**EXERCISE DIRECTIONS**
Your response should consist of the records, reproduced exactly.

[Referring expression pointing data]
# # # # #
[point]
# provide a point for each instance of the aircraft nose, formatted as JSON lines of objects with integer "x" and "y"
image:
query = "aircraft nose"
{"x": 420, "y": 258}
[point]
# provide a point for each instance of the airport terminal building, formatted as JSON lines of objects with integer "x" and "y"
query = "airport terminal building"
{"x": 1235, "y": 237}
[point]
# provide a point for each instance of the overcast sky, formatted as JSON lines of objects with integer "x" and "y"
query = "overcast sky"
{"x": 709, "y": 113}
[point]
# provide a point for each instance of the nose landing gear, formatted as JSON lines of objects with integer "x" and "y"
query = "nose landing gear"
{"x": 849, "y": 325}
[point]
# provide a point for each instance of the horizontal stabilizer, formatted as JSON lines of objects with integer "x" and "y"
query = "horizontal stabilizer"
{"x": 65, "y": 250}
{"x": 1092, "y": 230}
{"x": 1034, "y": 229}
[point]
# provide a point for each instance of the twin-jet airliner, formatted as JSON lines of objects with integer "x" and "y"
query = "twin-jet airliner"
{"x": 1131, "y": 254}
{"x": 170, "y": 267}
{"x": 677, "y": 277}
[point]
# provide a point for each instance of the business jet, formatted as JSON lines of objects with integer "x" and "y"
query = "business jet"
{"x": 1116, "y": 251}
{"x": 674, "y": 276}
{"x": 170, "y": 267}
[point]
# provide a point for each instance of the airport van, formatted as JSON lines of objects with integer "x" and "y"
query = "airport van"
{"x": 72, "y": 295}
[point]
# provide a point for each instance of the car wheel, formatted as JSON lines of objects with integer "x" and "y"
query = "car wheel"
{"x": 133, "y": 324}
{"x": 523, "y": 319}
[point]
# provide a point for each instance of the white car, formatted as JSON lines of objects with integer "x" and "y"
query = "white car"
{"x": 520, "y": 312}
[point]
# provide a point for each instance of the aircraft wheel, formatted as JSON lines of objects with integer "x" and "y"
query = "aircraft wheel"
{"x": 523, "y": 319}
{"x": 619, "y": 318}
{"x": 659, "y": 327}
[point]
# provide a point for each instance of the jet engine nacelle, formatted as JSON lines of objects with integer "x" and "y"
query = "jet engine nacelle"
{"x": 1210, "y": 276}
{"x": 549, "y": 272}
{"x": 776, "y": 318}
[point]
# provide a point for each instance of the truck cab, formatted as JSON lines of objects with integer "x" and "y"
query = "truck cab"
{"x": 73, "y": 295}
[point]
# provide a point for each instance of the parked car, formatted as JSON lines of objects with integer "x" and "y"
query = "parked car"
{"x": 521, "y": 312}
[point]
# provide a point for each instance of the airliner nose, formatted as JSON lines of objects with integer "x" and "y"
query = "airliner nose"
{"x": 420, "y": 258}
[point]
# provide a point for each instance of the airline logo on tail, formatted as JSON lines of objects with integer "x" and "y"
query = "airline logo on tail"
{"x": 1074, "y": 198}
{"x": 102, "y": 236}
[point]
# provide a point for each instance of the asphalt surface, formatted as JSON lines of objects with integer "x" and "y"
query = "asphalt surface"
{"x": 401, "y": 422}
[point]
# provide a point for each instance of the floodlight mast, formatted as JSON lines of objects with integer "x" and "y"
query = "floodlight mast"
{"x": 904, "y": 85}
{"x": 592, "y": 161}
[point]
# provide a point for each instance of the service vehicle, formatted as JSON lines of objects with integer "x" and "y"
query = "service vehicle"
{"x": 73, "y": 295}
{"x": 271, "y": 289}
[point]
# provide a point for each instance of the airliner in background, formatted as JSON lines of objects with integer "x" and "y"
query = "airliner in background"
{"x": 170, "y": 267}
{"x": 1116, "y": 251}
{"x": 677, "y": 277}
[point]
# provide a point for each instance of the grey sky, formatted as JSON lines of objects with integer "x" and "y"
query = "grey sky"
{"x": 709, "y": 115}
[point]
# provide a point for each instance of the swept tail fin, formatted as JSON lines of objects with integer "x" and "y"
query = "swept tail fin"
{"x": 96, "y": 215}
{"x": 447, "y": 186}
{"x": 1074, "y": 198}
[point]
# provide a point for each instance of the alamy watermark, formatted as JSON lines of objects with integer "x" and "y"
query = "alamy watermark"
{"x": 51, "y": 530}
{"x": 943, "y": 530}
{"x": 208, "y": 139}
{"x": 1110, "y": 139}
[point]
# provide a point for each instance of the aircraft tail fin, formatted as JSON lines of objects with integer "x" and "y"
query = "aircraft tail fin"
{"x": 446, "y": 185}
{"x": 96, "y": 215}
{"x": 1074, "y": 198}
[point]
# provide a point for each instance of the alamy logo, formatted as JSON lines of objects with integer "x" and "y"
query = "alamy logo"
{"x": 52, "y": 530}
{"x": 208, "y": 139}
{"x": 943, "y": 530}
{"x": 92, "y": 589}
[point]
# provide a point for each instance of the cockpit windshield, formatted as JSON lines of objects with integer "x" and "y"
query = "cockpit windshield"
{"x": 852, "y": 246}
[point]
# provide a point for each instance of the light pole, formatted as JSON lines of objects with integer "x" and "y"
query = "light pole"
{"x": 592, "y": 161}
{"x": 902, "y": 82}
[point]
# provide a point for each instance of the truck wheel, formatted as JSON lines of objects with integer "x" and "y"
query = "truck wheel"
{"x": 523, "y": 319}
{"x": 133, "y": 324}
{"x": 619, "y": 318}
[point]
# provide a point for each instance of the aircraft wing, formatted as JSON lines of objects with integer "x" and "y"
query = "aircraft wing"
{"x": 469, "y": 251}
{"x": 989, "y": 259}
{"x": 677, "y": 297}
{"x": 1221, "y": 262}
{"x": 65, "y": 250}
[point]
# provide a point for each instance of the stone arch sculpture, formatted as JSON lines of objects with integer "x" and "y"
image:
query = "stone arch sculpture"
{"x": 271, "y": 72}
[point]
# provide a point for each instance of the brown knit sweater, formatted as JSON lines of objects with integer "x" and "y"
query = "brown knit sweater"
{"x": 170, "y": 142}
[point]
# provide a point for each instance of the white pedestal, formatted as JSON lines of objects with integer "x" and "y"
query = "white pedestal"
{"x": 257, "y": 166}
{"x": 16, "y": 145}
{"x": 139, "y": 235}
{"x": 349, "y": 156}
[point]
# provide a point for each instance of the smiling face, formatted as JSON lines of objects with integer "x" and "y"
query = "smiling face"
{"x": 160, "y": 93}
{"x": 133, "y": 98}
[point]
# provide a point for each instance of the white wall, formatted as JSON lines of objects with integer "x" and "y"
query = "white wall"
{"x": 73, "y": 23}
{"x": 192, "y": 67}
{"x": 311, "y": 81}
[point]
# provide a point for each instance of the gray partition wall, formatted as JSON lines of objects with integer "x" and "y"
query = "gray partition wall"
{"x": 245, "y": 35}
# # # # #
**EXERCISE OUTPUT**
[point]
# provide a point for each instance of the aircraft nose, formatted as JSON lines of objects with integer "x" and "y"
image:
query = "aircraft nose"
{"x": 420, "y": 258}
[point]
# provide a point for each instance of the airport terminal building, formatted as JSON lines of objects with integer "x" and "y"
query = "airport terminal building"
{"x": 1235, "y": 237}
[point]
# provide a point for each instance of the overcast sky, formatted as JSON lines of objects with integer "x" and "y"
query = "overcast sky"
{"x": 709, "y": 113}
[point]
# provide a point for each instance of the nose landing gear, formatted as JSON lines of objects with integer "x" and "y"
query = "nose landing gear"
{"x": 849, "y": 325}
[point]
# provide a point for each instance of the horizontal stabilizer, formatted as JSON lines of objects with integer "x" and "y"
query = "horizontal stabilizer"
{"x": 65, "y": 250}
{"x": 1092, "y": 230}
{"x": 1034, "y": 229}
[point]
# provide a point for each instance of the twin-jet airliner, formatted as JSON lines of objects with integer "x" and "y"
query = "twin-jet airliner"
{"x": 1131, "y": 254}
{"x": 170, "y": 267}
{"x": 677, "y": 277}
[point]
# provide a point for each instance of the business jet, formatted as JSON lines of objects with integer "x" and "y"
query = "business jet"
{"x": 1116, "y": 251}
{"x": 674, "y": 276}
{"x": 170, "y": 267}
[point]
# provide a point for each instance of the airport van, formatted as JSON lines of objects with integer "x" and "y"
query = "airport van"
{"x": 72, "y": 295}
[point]
# provide a point for each instance of the car wheel, formatted as JSON lines of objects with integer "x" and "y"
query = "car wheel"
{"x": 133, "y": 324}
{"x": 523, "y": 319}
[point]
# provide a point for each instance of the white car, formatted as JSON lines of objects with integer "x" and "y"
query = "white car"
{"x": 520, "y": 312}
[point]
# provide a point for each instance of the aircraft wheel, formatted as JSON lines of objects with integer "x" and "y"
query = "aircraft wheel"
{"x": 523, "y": 319}
{"x": 619, "y": 318}
{"x": 659, "y": 327}
[point]
# provide a point for each instance of the jet engine nacelle, formatted as JSON lines of objects with integer "x" and "y"
query = "jet engine nacelle"
{"x": 1210, "y": 276}
{"x": 549, "y": 272}
{"x": 776, "y": 318}
[point]
# provide a point for each instance of the truck cab, formatted as JSON lines of objects with integer "x" and "y"
query = "truck cab"
{"x": 73, "y": 295}
[point]
# provide a point for each instance of the parked car, formatted as JSON lines of objects with integer "x" and "y"
query = "parked car"
{"x": 521, "y": 312}
[point]
# provide a point for each instance of the airliner nose, formatted as JSON lines of objects with integer "x" and "y"
query = "airliner nose"
{"x": 420, "y": 258}
[point]
# provide a point for each instance of the airline logo on tail, formatted as JSON lines of objects with integer "x" and "y"
query = "airline logo on tail"
{"x": 1074, "y": 198}
{"x": 102, "y": 236}
[point]
# provide a point for each instance of the asphalt surface, formatted as JSON lines of objects with integer "x" and "y"
query = "asphalt surface"
{"x": 401, "y": 422}
[point]
# provide a point for each instance of the floodlight mast, formatted as JSON lines of objects with integer "x" and "y"
query = "floodlight mast"
{"x": 904, "y": 85}
{"x": 592, "y": 161}
[point]
# provide a point for each instance of the service vehicle, formatted as JSON lines of objects with integer "x" and "y"
query = "service vehicle"
{"x": 73, "y": 295}
{"x": 271, "y": 289}
[point]
# provide a point for each instance of the airliner in background, formatted as JSON lines of objects with integer "x" and "y"
query = "airliner in background"
{"x": 170, "y": 267}
{"x": 1116, "y": 251}
{"x": 677, "y": 277}
[point]
# provide a point for each instance of the grey sky, formatted as JSON lines of objects with integer "x" and "y"
query = "grey sky"
{"x": 709, "y": 115}
[point]
# provide a point for each instance of the swept tail fin, formatted as JSON lines of objects with integer "x" and "y"
query = "swept tail fin"
{"x": 96, "y": 215}
{"x": 447, "y": 186}
{"x": 1074, "y": 198}
[point]
# provide a point for each instance of the alamy watermark, formatted as JSON lines of objects with integer "x" and "y"
query = "alamy watermark"
{"x": 51, "y": 530}
{"x": 943, "y": 530}
{"x": 208, "y": 139}
{"x": 1110, "y": 139}
[point]
# provide a point for each instance of the aircraft tail fin, formatted as JSON lines of objects with integer "x" and "y"
query = "aircraft tail fin"
{"x": 446, "y": 185}
{"x": 96, "y": 215}
{"x": 1074, "y": 198}
[point]
# provide a point for each instance of the alamy logo, formatted as JSON lines of objects with integer "x" and "y"
query = "alamy logo"
{"x": 52, "y": 530}
{"x": 208, "y": 139}
{"x": 943, "y": 530}
{"x": 92, "y": 589}
[point]
# provide a point for each instance of the cockpit windshield, formatted as JSON lines of objects with integer "x" and "y"
query = "cockpit windshield"
{"x": 852, "y": 246}
[point]
# provide a point for each instance of the light pole, formatted as JSON lines of objects with integer "x" and "y"
query = "light pole"
{"x": 592, "y": 161}
{"x": 902, "y": 82}
[point]
# provide a point for each instance of the truck wheel, formatted as JSON lines of objects with integer "x" and "y"
query = "truck wheel"
{"x": 523, "y": 319}
{"x": 133, "y": 324}
{"x": 619, "y": 318}
[point]
# provide a point for each instance of the aircraft wing, formatted as JSON lines of objects with integer "x" and "y"
query = "aircraft wing"
{"x": 469, "y": 251}
{"x": 989, "y": 259}
{"x": 677, "y": 297}
{"x": 1221, "y": 262}
{"x": 65, "y": 250}
[point]
# provide a point for each instance of the stone arch sculpture, formatted as JSON lines of objects with integer "x" and "y"
image:
query = "stone arch sculpture"
{"x": 271, "y": 72}
[point]
# provide a point for each instance of the brown knit sweater, formatted as JSON lines of objects with integer "x" and "y"
query = "brown knit sweater"
{"x": 170, "y": 142}
[point]
# provide a point for each instance of the white pedestal, formatted as JSON lines of objects with integer "x" and "y"
query = "white pedestal"
{"x": 257, "y": 166}
{"x": 16, "y": 145}
{"x": 139, "y": 235}
{"x": 349, "y": 156}
[point]
# provide a point for each instance of the smiling face, formatted as JSON lines of objects with integer "x" and "y"
query = "smiling face"
{"x": 160, "y": 93}
{"x": 133, "y": 98}
[point]
# provide a point for each instance of the white wall, formatted as JSON lines of objects with integer "x" and "y"
query = "white wall"
{"x": 73, "y": 23}
{"x": 192, "y": 67}
{"x": 311, "y": 81}
[point]
# provide a point for each instance of the gray partition wall, formatted as JSON lines of objects with integer "x" and "y"
query = "gray partition wall"
{"x": 245, "y": 35}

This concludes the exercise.